Reproduce everything in the listing from the start down to the line containing "(186, 1192), (296, 1364)", both ends included and the requests kept, with each bounding-box coordinate in the answers scaled by 2.45 and rounded to a whole number, halves rounding up. Leave every number in the requests, including their sample coordinates, as it is.

* * *

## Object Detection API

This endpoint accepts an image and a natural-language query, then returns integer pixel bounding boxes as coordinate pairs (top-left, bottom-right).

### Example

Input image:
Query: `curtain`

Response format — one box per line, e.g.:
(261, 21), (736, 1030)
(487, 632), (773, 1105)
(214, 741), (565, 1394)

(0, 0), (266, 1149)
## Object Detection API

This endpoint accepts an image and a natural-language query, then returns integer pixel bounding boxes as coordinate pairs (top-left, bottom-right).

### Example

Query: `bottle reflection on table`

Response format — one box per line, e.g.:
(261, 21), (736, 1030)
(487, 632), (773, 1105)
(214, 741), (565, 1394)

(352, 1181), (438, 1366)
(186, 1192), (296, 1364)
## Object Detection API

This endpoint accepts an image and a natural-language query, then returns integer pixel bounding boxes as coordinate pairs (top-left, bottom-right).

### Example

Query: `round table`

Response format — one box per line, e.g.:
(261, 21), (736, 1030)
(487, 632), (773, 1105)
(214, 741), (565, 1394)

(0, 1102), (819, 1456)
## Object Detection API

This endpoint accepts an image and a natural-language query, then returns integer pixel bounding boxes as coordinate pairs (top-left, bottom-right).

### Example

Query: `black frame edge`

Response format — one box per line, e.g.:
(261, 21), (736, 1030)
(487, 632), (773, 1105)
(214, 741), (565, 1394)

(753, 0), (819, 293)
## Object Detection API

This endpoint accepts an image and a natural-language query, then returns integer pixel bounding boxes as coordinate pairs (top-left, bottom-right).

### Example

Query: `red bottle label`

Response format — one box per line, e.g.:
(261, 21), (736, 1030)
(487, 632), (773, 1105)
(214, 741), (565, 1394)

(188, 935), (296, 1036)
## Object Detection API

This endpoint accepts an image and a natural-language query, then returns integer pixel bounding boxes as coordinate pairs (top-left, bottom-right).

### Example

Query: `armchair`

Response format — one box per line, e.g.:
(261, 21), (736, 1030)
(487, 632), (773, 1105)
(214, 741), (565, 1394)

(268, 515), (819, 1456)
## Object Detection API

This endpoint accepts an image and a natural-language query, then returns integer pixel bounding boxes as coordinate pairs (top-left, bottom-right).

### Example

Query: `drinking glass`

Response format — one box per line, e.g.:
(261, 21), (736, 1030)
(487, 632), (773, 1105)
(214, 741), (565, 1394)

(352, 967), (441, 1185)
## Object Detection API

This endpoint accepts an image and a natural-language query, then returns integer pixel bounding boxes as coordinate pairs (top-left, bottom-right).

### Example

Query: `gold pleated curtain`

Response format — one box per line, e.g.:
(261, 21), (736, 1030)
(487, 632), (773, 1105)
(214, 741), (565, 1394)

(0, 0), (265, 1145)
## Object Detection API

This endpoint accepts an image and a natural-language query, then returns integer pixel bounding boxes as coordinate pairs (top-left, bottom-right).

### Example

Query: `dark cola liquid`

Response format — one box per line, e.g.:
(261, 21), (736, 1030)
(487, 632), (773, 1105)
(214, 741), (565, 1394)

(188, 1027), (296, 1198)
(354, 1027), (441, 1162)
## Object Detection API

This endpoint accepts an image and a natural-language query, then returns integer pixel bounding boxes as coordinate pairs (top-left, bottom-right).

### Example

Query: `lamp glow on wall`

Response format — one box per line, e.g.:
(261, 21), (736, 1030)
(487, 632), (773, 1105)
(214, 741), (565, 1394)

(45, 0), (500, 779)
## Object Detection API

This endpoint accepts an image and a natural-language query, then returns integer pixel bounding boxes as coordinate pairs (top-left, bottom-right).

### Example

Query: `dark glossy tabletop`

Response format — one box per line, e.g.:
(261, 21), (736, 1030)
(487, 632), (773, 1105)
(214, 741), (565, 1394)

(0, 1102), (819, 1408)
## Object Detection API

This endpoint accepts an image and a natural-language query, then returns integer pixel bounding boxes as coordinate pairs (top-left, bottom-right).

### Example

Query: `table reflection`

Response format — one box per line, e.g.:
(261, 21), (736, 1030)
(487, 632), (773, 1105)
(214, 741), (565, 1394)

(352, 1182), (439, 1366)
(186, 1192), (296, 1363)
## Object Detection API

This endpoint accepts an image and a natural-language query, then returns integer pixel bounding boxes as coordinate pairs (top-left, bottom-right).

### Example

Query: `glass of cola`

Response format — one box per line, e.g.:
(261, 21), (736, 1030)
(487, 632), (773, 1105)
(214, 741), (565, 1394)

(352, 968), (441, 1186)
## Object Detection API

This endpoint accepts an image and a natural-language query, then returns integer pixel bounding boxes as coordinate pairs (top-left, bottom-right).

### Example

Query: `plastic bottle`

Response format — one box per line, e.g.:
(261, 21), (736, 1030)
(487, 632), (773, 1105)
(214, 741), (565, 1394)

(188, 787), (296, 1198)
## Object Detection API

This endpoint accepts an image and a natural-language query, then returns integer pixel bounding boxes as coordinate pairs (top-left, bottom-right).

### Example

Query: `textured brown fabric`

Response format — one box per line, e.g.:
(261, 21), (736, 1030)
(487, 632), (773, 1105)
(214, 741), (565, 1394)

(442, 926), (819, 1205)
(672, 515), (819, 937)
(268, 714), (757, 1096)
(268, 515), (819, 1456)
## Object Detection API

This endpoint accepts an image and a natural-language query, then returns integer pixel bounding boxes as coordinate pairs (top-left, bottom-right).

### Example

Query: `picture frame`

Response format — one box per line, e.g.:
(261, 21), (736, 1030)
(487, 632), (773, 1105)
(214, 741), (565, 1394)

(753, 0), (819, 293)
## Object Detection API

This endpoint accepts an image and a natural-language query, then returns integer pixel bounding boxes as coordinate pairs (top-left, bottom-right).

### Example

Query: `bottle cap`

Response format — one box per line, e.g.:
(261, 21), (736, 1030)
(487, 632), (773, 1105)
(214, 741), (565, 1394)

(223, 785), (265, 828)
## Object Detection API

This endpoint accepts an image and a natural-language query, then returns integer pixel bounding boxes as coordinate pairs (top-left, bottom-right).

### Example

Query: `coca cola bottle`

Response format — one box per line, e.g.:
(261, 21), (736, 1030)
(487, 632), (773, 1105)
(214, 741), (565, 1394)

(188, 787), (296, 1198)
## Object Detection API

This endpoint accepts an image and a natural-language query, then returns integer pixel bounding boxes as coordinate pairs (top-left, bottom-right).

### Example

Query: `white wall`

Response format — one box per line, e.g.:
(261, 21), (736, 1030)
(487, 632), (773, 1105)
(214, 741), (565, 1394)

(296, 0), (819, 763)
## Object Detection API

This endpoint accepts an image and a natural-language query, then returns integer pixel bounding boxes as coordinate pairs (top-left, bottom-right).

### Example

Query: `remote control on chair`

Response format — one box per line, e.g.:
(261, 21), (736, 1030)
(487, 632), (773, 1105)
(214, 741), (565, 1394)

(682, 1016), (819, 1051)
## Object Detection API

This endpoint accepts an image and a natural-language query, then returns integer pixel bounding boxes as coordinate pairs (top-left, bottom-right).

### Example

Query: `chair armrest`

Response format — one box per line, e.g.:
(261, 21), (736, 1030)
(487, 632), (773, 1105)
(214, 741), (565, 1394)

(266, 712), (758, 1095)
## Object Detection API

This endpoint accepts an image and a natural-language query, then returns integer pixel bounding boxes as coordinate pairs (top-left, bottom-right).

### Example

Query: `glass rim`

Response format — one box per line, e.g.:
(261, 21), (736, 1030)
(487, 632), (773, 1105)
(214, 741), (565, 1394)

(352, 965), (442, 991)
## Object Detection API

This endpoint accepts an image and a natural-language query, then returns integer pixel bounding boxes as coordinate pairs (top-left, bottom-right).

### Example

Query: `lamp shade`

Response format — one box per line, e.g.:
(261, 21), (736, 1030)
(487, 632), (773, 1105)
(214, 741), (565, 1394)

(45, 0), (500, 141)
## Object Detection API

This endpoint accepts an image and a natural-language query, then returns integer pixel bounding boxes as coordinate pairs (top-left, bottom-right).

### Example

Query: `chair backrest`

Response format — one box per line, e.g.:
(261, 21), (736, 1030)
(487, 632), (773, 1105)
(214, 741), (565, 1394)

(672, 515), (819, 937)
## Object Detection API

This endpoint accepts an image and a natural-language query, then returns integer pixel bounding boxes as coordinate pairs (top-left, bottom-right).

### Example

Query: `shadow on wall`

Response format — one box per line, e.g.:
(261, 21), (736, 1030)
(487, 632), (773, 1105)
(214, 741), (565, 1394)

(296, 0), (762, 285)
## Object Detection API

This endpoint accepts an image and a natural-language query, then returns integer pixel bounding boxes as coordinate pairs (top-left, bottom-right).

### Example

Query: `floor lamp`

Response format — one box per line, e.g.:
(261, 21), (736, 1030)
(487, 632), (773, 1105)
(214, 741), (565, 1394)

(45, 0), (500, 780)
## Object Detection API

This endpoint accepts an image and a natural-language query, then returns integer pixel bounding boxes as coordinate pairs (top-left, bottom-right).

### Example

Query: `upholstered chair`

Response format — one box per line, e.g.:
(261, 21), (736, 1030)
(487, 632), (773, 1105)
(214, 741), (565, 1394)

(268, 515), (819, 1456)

* * *

__Full response__:
## Object Detection API

This endpoint accepts an image and a natural-language query, then returns integer pixel bounding boxes as coordinate pairs (top-left, bottom-right).

### Example

Input image:
Query: `curtain`

Response format — one box per line, e.g.:
(261, 21), (736, 1030)
(487, 632), (773, 1105)
(214, 741), (565, 1394)

(0, 0), (652, 2815)
## Object Detection API

This endpoint accepts an image and a natural-language query, then returns integer pixel bounding boxes as coordinate pairs (top-left, bottom-right).

### Example

Query: `bottle reflection on table`

Response format — one box per line, e.g.:
(261, 21), (736, 1030)
(487, 632), (773, 1105)
(214, 741), (565, 1394)

(862, 2893), (1073, 3347)
(456, 2920), (725, 3342)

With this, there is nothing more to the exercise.